- EXCERPT
July 21, 2017
Last year at the Durban AIDS Conference, many of us donned big round stickers that said “Code Red” for HIV prevention. If you’ve got yours, perhaps on a conference bag or t-shirt, you’ve got the main message we’d like to convey regarding the new UNAIDS report on the state of the HIV epidemic.
One year later, we’re in a “code red” situation—with as much cause for alarm as celebration in the UNAIDS report on the global HIV epidemic released this week.
First, the good news: based on higher-quality data, UNAIDS has revised its 2016 estimates for rates of new HIV diagnoses in sub-Saharan Africa. This is great news, as is the overall progress reported towards achieving the 90-90-90 targets, which aim for 90 percent of people living with HIV knowing their status, 90 percent of those people linked to ART, and 90 percent of those individuals on ART achieving virologic suppression. These are essential targets for a rights-based response and sustainable end to the epidemic. This progress must be sustained and accelerated, picking up lessons from innovative, comprehensive service-delivery models like the SEARCH study, highlighted in the report.
Now, the reasons for the red alert. Rhetorically, UNAIDS has abandoned its comprehensive “Fast Track” framework in favor of exclusive emphasis on the 90-90-90 targets. These treatment targets are not enough. UNAIDS is a global thought leader and advocacy partner. Its messages matter. The message in this report—that 90-90-90 targets are the global HIV response—puts the field on the slow track.
The UNAIDS report is misleading in its top-line messaging. It credits a global decline in incidence to “acceleration of HIV testing and treatment—within a comprehensive approach that includes condoms, voluntary medical male circumcision, pre-exposure prophylaxis (PrEP), and efforts to protect human rights and establish an enabling environment for service delivery”. Yet globally, condom procurement and distribution numbers are dipping (the report gives information on condom usage, but not overall supplies or funding for programming); PrEP access is highly limited; annual VMMC numbers are not on track to reach the UNAIDS Fast Track target of 27 million by 2020 (noted nearly 100 pages into the report); and the human rights of those most at risk are tenuous at best.
The good news is that people living with HIV are accessing treatment, living healthy lives with dignity and that rates of AIDS deaths and new diagnoses are dropping. The bad news is that UNAIDS is providing a misleading picture of the state of all other primary prevention globally. Imagine what the world would look like if the Fast Track targets for VMMC, PrEP and human rights were actually being met.
Bringing epidemic levels of new HIV diagnoses and AIDS deaths to a conclusive, sustainable end depends on seeing the details, not just the big picture. In many sub-Saharan African countries there are twice as many young people as there were at the beginning of the epidemic. The fact that the number of new HIV diagnoses is remaining constant—and even dropping in some age groups, in spite of a growing population, is testament to effective programming.
But, as the report finally acknowledges more than 20 pages in, the world is not on track for reaching key goals in the reduction of new HIV diagnoses. In 2016, new HIV diagnoses among 15- to 24-year-old young women were 44 percent higher than men in the same age group. Global demographics are clear: the total population of young people will continue to rise, as will the percentage of those who are at risk of or diagnosed with HIV.

- DATA UNDER STUDY
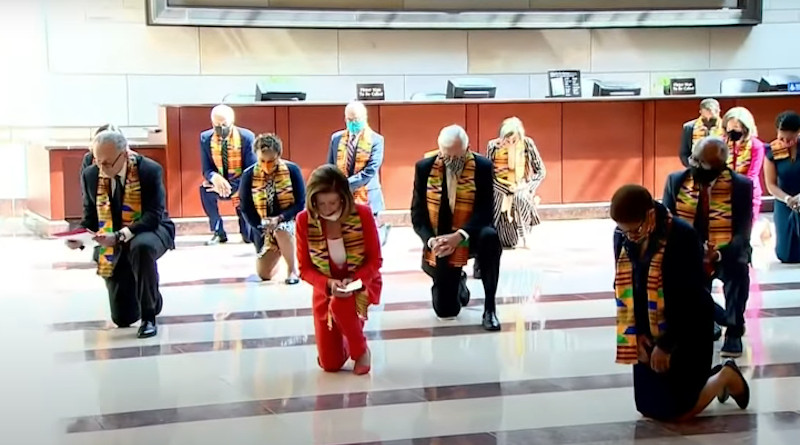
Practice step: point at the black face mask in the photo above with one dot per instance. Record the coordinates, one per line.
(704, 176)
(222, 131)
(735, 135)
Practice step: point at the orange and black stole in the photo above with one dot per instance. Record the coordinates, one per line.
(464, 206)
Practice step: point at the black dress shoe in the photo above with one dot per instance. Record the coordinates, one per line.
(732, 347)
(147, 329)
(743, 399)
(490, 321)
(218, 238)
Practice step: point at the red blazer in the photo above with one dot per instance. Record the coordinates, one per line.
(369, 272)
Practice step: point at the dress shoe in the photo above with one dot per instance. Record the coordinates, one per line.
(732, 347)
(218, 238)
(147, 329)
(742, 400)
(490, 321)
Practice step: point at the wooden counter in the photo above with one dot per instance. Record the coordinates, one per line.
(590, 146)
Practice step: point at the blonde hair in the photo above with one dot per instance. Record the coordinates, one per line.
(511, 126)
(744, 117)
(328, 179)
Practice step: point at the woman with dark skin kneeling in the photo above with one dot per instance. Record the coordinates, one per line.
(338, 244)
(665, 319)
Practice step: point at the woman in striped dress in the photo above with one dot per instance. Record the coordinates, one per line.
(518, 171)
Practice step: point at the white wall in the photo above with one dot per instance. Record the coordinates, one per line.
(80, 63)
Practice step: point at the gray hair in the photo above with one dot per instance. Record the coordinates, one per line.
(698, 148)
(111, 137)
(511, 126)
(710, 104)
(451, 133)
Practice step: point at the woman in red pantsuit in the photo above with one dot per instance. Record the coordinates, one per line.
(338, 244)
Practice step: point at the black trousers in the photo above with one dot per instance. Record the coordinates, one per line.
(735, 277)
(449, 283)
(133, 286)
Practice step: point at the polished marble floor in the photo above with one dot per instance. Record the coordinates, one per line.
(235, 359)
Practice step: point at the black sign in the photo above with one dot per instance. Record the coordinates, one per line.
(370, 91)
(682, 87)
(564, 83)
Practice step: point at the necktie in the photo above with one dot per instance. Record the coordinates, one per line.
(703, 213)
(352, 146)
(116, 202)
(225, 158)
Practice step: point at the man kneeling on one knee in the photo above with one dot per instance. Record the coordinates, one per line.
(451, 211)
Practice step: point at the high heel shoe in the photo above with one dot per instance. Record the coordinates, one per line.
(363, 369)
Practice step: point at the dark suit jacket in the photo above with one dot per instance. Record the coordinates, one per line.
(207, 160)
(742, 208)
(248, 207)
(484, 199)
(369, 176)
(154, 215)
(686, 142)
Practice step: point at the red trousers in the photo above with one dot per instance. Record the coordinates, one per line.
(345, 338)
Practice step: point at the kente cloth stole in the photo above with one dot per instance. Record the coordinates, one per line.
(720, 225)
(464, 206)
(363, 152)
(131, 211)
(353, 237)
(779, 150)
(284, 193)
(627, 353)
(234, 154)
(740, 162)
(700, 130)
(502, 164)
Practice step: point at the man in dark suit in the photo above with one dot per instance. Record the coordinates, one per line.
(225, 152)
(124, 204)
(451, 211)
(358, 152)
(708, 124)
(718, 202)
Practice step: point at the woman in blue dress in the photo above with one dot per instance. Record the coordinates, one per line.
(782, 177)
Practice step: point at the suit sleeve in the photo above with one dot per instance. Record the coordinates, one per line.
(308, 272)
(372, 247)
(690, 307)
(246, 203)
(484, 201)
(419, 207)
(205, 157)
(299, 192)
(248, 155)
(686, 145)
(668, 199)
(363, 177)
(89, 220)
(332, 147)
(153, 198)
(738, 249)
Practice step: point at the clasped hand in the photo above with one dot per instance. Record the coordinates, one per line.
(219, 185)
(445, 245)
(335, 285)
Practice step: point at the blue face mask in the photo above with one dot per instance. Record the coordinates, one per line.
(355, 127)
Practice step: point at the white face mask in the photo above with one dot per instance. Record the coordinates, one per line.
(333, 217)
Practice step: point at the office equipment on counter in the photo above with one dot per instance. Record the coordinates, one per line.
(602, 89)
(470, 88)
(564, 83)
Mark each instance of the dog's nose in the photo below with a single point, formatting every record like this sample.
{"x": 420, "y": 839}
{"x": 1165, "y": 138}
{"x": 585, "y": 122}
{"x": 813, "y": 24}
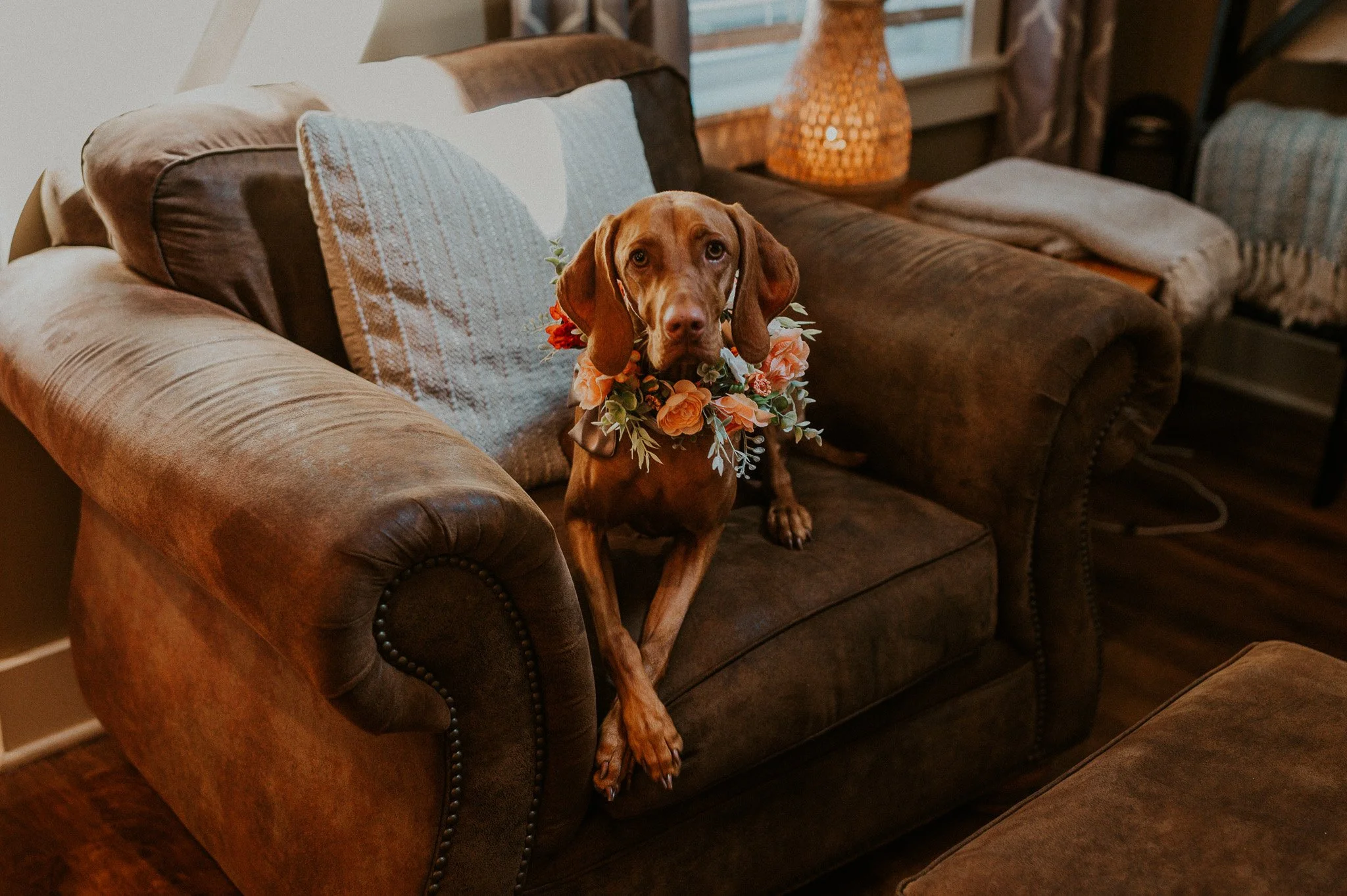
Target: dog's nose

---

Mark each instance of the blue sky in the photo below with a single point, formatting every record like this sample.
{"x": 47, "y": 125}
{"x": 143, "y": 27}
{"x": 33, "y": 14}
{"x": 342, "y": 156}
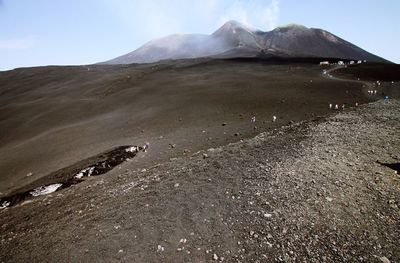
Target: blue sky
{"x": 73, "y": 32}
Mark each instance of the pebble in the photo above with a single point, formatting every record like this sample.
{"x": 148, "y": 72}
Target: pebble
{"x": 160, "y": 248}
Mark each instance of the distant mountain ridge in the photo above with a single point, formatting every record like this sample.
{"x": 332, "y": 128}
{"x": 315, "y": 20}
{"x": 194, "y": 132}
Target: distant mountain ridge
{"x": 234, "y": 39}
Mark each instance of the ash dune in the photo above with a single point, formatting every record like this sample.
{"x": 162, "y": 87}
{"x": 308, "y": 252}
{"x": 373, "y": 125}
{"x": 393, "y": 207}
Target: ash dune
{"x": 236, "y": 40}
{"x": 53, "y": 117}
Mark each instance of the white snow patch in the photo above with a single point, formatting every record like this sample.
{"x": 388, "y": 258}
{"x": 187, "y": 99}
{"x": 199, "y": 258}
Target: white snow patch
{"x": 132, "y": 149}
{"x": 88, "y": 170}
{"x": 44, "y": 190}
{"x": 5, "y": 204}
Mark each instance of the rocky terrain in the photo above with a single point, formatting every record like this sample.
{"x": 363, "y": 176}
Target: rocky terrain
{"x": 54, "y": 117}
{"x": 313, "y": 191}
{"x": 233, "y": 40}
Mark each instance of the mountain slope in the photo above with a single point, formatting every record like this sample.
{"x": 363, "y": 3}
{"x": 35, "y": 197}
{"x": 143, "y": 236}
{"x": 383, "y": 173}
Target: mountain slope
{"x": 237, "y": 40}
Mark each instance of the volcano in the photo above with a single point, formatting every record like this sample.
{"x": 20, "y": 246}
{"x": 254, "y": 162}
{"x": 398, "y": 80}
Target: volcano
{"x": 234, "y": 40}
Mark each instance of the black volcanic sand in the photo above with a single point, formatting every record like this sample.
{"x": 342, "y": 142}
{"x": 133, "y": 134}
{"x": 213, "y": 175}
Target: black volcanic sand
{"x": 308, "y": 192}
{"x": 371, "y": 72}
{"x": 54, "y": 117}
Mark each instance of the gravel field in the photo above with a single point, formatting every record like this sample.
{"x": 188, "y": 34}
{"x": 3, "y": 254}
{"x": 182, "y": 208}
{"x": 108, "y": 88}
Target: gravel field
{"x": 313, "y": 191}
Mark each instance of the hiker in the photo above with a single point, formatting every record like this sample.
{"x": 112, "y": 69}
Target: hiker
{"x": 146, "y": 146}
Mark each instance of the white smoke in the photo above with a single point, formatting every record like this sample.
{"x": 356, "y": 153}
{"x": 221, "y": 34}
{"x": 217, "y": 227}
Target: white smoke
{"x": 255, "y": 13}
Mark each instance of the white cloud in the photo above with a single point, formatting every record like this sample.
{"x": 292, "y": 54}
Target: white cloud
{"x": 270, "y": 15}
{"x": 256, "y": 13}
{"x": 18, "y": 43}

- TASK DIRECTIONS
Give again the part of the commentary on the UNAIDS report that starts with "July 21, 2017" and goes on through "the HIV epidemic.", copying it word for word.

- SOLUTION FOR THIS TASK
July 21, 2017
Last year at the Durban AIDS Conference, many of us donned big round stickers that said “Code Red” for HIV prevention. If you’ve got yours, perhaps on a conference bag or t-shirt, you’ve got the main message we’d like to convey regarding the new UNAIDS report on the state of the HIV epidemic.